Output only the line that contains "the black head" and the lines after it, all verbatim, through the last one below.

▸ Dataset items
◆ ◆ ◆ ◆

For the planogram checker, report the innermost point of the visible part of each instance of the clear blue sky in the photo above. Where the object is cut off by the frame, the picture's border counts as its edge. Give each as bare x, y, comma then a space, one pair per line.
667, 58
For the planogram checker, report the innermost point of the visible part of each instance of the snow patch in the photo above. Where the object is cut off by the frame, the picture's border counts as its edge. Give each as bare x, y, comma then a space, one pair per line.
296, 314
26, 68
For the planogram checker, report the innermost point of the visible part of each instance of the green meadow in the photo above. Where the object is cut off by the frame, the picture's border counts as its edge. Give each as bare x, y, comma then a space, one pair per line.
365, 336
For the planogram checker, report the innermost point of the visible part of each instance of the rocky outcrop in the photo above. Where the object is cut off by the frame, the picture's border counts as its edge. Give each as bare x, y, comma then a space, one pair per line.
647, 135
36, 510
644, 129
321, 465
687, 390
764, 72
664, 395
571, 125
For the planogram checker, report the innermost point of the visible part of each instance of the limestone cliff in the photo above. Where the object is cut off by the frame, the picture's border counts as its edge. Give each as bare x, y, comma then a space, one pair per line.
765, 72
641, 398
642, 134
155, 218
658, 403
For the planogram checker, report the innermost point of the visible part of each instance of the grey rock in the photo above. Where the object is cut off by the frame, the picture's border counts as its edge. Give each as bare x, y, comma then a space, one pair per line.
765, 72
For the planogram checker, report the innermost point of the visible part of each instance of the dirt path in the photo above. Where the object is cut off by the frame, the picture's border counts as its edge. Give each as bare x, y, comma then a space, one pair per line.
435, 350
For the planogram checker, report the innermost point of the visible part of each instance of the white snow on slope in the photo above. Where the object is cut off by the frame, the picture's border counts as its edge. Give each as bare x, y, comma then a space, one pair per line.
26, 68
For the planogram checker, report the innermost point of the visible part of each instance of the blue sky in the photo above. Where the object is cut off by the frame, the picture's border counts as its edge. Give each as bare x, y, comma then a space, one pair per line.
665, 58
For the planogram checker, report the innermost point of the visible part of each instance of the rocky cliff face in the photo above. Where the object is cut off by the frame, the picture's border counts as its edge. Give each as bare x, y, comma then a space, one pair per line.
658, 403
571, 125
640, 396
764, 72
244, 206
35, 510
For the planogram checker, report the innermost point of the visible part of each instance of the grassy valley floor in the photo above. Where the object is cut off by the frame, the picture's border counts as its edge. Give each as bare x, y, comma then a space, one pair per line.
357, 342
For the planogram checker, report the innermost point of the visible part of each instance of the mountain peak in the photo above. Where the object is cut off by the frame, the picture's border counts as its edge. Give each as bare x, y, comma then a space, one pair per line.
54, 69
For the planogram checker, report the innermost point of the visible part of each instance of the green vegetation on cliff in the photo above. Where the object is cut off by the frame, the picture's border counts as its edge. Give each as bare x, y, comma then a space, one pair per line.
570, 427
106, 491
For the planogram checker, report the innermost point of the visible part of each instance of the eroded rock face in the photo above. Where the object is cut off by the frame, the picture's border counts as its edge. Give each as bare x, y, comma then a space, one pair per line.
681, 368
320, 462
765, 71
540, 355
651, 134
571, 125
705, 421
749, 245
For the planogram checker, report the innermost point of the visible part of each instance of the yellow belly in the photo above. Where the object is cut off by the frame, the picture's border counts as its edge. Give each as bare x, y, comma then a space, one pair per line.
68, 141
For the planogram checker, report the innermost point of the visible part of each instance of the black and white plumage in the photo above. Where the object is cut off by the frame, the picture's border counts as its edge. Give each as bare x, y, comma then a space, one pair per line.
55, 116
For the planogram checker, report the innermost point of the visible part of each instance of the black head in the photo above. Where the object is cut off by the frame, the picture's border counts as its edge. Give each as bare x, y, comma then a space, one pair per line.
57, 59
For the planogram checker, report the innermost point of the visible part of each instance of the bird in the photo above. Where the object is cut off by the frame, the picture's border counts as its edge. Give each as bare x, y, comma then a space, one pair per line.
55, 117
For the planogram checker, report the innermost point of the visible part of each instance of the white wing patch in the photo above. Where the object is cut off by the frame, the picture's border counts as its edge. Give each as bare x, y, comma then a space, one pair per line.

◆ ◆ ◆ ◆

▸ Response to the exercise
For the planogram checker, report the innermost point of the visible part of each instance of the black head in the photo above. Where the object is cut off by the frame, the picture's border counts as its edge. Give each as bare x, y, comma then a space, one pair per line.
57, 59
For the planogram checker, report the innermost point of the visible part of each instance of the bird in the photo above. Where the object is cut off by the frame, the picture's border counts as its edge. Give each as bare x, y, comma then a space, one pair per line.
55, 117
For the planogram checker, report the innermost point of the visible part of each instance of the white wing patch in the photo above. Where the object is cut off by the frame, the picture's border counts as its edge. Give each as bare x, y, comma then a space, one pair per line.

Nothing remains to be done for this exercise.